__EXTRACT__:

The model of a shared regional IP system has found much success, demonstrated by such examples as the African Regional Intellectual Property Organization (ARIPO), Eurasian Patent Organization (EAPO), European Patent Convention (EPC), European Union Intellectual Property Office (EUIPO), Organisation Africaine de la Propriété Intellectuelle (OAPI) and, in the very near future, European Unitary Patent. These organizations and treaty frameworks harmonize procedures, reduce costs, simplify IP management and, at their most integrated, address matters of enforcement. For instance, the EUIPO and the soon-to-be operational Unified Patent Court (UPC) have clearly defined administrative rules that even allocate court competencies.
In contrast to the overlapping levels of IP harmonization in Europe, only the Gulf Cooperation Council Patent Office (GCCPO) exists as a shared system in the MENAP region. Even then, the office has, unfortunately, ceased accepting new applications since January 2021. The corresponding unitary GCC Trademark never saw the light of day but left its mark by aligning certain aspects of the six Gulf states' trademark laws.
Although politically challenging to realize, a MENAP IP treaty would be highly advantageous. One could easily picture a consolidated decision-making body, similar to the EUIPO or UPC, handling any combination of patents, trademarks, designs, geographical indications or indigenous knowledge across MENAP nations. Improved access to IPRs and enforcement measures would benefit service providers and the entire local production cycle. Thus, at a time when investors are being courted and stressed financial conditions are widespread, a treaty would boost the regional economies.
That larger councils already exist, namely the Organisation of Islamic Cooperation (57 members) and the Arab League (22 members), demonstrates that diplomatic efforts toward IP integration would be far from fruitless. It would be a massive project, but past and present experience has proved that closer IP cooperation between neighbors is a goal worth pursuing.
Should there be more harmonization?
The opportunity to harmonize by way of international laws is not to be passed since following the same or highly similar rules across borders facilitates global trade. On top of this, major IP treaties like the Paris Convention or TRIPS Agreement directly shape shared definitions, establish common minimum standards of protection, synchronize filing requirements and streamline prosecution procedures. These aims have been very well achieved regarding IPR classifications, enforcement measures and general rules on eligibility for registration of subject matter.

__EXERCISE DESCRIPTION__: According to the text on regional IP systems, since when has the Gulf Cooperation Council Patent Office stopped accepting new applications?

__AVAILABLE DATA__:
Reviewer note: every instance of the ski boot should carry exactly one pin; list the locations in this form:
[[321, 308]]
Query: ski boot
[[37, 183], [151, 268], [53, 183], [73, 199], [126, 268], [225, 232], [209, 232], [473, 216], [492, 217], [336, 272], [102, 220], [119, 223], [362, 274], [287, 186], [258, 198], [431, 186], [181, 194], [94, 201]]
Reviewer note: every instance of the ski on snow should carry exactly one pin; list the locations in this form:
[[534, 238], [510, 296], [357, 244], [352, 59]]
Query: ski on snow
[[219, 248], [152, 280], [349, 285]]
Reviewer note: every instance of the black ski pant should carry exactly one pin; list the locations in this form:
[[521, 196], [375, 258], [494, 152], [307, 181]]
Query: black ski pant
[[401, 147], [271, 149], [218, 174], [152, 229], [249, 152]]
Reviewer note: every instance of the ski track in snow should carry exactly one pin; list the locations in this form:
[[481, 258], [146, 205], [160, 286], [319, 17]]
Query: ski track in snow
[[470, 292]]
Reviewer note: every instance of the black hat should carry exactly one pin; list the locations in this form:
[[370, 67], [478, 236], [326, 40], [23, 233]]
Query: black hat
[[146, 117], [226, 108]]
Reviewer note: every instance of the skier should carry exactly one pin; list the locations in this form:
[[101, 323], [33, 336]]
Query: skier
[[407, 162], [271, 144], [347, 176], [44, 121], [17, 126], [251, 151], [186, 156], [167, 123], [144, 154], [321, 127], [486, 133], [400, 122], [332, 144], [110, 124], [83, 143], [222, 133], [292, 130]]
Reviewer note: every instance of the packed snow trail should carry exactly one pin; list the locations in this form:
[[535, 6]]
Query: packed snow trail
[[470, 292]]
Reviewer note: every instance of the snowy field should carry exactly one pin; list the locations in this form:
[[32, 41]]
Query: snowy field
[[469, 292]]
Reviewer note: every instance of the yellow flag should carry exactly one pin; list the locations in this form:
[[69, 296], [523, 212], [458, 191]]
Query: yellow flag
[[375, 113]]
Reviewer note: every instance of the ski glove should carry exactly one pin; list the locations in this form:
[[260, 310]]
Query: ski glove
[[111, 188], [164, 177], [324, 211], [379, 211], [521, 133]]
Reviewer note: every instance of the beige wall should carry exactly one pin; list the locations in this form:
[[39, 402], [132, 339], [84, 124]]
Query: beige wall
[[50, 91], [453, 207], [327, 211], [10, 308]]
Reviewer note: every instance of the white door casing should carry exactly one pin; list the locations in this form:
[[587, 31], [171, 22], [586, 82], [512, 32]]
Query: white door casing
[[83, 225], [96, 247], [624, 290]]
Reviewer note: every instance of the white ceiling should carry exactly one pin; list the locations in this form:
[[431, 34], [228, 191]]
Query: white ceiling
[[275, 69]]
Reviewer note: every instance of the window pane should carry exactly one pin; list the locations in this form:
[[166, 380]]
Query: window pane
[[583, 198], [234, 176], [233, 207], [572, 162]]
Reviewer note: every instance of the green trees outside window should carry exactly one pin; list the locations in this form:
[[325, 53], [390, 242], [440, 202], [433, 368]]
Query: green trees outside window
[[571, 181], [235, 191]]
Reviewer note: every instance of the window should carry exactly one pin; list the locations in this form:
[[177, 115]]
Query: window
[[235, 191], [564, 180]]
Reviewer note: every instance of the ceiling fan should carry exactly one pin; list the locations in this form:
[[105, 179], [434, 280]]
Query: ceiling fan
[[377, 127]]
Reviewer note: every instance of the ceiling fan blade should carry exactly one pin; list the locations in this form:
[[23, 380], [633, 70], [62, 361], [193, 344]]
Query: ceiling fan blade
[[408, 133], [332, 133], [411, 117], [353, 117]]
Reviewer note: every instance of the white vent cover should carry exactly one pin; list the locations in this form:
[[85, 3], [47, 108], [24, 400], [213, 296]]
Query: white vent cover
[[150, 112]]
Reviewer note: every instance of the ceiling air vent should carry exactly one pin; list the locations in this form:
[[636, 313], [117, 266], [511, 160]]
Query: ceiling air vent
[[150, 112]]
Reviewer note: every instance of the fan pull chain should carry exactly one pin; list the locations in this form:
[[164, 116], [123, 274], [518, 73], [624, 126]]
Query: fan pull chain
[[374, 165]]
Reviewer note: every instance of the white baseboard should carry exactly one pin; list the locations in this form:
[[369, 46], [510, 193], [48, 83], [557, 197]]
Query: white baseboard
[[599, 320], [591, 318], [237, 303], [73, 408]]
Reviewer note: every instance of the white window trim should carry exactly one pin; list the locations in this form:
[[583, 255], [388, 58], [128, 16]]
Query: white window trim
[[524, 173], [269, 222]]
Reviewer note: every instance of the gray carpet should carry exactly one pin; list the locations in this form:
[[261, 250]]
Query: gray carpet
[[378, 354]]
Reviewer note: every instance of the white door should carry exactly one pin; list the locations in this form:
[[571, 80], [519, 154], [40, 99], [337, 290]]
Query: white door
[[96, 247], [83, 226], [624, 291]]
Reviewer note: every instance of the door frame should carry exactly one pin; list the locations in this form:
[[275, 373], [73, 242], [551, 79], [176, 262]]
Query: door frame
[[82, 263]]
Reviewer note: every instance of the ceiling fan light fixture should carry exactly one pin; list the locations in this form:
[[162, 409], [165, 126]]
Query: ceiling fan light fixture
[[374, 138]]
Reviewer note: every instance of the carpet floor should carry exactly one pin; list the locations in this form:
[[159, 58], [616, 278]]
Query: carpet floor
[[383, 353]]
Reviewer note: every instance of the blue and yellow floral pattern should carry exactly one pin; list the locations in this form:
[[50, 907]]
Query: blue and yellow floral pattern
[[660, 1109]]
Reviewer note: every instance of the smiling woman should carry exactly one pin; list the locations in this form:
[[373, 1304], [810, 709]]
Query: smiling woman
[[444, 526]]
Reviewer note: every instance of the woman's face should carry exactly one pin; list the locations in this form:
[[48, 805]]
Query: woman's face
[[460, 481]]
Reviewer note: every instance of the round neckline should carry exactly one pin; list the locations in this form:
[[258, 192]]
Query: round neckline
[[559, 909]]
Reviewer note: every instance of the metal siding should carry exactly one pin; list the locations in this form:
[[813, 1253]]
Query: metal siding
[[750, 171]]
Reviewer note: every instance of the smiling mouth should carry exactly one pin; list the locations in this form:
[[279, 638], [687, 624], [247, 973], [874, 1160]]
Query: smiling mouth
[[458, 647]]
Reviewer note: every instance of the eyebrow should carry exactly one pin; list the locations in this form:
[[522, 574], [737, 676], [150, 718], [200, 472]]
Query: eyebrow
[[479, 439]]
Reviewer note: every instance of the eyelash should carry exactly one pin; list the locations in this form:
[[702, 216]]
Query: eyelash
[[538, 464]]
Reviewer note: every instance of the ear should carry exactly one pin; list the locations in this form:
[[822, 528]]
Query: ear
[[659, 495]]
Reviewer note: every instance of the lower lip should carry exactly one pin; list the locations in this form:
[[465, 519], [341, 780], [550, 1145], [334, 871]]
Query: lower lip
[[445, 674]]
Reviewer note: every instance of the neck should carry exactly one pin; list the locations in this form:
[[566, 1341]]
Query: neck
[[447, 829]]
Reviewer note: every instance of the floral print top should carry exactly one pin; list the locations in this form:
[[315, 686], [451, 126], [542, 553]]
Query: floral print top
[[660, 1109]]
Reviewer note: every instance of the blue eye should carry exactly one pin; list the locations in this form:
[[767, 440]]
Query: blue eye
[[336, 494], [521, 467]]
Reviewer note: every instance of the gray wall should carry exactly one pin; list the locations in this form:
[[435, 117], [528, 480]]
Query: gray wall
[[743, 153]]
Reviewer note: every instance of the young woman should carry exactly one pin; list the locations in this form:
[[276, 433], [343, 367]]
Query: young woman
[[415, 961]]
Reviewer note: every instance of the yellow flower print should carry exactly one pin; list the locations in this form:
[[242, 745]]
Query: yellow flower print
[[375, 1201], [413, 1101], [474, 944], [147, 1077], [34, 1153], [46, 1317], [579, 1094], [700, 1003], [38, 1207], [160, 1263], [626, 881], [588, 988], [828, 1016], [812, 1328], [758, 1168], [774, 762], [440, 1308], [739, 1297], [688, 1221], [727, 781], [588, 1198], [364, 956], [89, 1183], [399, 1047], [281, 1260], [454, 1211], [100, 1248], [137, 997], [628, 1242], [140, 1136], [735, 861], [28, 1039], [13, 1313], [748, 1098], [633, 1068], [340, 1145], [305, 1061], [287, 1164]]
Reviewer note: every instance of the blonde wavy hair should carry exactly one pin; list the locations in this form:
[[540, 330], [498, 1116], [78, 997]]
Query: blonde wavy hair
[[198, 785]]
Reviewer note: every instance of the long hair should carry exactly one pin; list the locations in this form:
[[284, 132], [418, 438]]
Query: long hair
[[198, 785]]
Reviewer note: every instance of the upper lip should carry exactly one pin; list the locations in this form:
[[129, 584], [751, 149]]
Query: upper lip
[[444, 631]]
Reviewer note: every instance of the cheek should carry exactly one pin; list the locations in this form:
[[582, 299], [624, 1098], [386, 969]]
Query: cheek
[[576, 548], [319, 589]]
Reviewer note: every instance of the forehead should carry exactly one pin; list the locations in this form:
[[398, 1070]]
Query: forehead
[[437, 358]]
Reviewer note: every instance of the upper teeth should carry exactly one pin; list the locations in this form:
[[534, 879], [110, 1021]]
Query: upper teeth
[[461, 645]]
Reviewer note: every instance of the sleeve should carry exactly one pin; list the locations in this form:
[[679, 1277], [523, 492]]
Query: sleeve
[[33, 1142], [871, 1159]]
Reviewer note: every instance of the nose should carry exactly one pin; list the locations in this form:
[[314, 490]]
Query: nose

__SOLUTION__: Since January 2021.